Circuit Court of Appeals, Tenth Circuit
Jul 22, 1940
113 F.2d 286 (10th Cir. 1940)

Summary

In Edwards v. United States, 10 Cir., 113 F.2d 286, 289, where a direct attack was made against an indictment on the same ground as here, the court in rejecting the contention said: "No federal statute has been called to our attention providing that the foreman of the grand jury shall sign an indictment at the bottom thereof, and it has been the settled practice of wide use for the United States attorney or his assistant to sign it and for the foreman of the grand jury to sign below the endorsement `A True Bill' on the face of it.

Summary of this case from Jones v. Pescor

Opinion

No. 2078.

June 29, 1940. Rehearing Denied July 22, 1940.

Appeal from the District Court of the United States for the Western District of Oklahoma; Edgar S. Vaught, Judge.

Hiram R. Edwards was convicted of violating the Securities Act, of using the mails in furtherance of a scheme to defraud, and of conspiring to commit such offenses, and he appeals.

Affirmed.

J. Forrest McCutcheon, of Oklahoma City, Okla., for appellant.

Charles E. Dierker, U.S. Atty., of Oklahoma City, Okla. (John Brett, Asst. U.S. Atty., of Oklahoma City, Okla., on the brief), for appellee.

Before PHILLIPS and BRATTON, Circuit Judges, and MURRAH, District Judge.


An indictment containing eleven counts was returned against appellant and a co-defendant. The charges related to the formation of certain business trusts in Oklahoma for the production of oil, the issuance, sale and delivery of units or certificates of beneficial interests in such trusts, the unlawful use of the mails, and the formation of an unlawful conspiracy. The first and second counts charged violations of section 17(a)(1) of the Securities Act of 1933, as amended, the third charged a violation of section 17(a)(2); the fourth charged a violation of section 5(a)(1); the fifth charged a violation of section 5(a)(2); the sixth, seventh, eighth, ninth and tenth each charged a use of the mails in furtherance of the scheme or artifice to defraud, in violation of section 215 of the Criminal Code; and the eleventh charged the formation of a conspiracy to violate the provisions of the Securities Act and the mail fraud statute, in violation of section 37 of the Criminal Code.

Supplied records:

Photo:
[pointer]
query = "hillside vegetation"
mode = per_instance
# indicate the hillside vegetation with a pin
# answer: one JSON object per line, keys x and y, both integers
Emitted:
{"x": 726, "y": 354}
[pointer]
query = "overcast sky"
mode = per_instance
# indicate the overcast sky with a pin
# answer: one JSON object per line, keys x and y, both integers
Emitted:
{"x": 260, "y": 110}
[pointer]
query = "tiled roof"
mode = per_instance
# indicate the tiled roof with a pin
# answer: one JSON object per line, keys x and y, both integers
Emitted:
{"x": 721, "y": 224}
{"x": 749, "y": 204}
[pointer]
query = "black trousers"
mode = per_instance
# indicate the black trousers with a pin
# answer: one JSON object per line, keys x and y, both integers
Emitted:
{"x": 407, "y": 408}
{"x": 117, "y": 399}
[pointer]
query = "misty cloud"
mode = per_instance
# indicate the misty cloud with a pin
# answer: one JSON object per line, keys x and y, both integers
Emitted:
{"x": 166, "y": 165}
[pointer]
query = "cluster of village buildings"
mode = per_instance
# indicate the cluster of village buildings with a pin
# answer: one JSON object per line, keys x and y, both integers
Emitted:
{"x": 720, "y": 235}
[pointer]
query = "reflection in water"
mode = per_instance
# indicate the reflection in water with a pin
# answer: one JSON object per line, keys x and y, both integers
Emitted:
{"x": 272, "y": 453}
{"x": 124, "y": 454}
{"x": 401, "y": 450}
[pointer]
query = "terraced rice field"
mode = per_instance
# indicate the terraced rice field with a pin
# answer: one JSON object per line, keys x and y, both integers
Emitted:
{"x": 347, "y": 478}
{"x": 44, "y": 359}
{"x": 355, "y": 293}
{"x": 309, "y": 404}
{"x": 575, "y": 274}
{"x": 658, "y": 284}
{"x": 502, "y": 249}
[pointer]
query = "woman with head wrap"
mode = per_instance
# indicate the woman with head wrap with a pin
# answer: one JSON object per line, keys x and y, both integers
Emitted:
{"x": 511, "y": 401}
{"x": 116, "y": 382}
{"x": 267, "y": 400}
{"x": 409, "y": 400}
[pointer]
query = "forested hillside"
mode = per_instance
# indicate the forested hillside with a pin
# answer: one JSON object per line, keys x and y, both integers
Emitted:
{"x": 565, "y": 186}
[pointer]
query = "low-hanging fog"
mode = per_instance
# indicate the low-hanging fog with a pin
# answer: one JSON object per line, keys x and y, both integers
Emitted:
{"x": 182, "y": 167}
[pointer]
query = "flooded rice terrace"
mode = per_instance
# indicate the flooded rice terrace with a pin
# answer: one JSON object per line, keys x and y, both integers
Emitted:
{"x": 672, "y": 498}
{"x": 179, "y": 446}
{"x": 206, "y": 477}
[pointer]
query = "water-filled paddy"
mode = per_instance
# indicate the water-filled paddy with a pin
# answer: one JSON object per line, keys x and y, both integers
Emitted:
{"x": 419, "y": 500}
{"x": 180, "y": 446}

Exercise task 1: Can you rewrite the paragraph of the court opinion that begins "An indictment containing eleven counts" as a brief list that keeps its main facts?
Exercise task 2: In the court opinion, who was the judge of the district court from which the appeal was taken?
The records have no role in this work.

Full response 1:
- An eleven-count indictment was returned against the appellant and a co-defendant.
- The charges concerned forming business trusts in Oklahoma to produce oil, issuing and selling units or certificates of beneficial interest in them, unlawfully using the mails, and forming an unlawful conspiracy.
- Counts 1–2: violations of section 17(a)(1) of the Securities Act of 1933, as amended.
- Count 3: violation of section 17(a)(2).
- Count 4: violation of section 5(a)(1).
- Count 5: violation of section 5(a)(2).
- Counts 6–10: each a use of the mails to further the scheme to defraud, violating section 215 of the Criminal Code.
- Count 11: conspiracy to violate the Securities Act and the mail fraud statute, violating section 37 of the Criminal Code.

Full response 2: Edgar S. Vaught.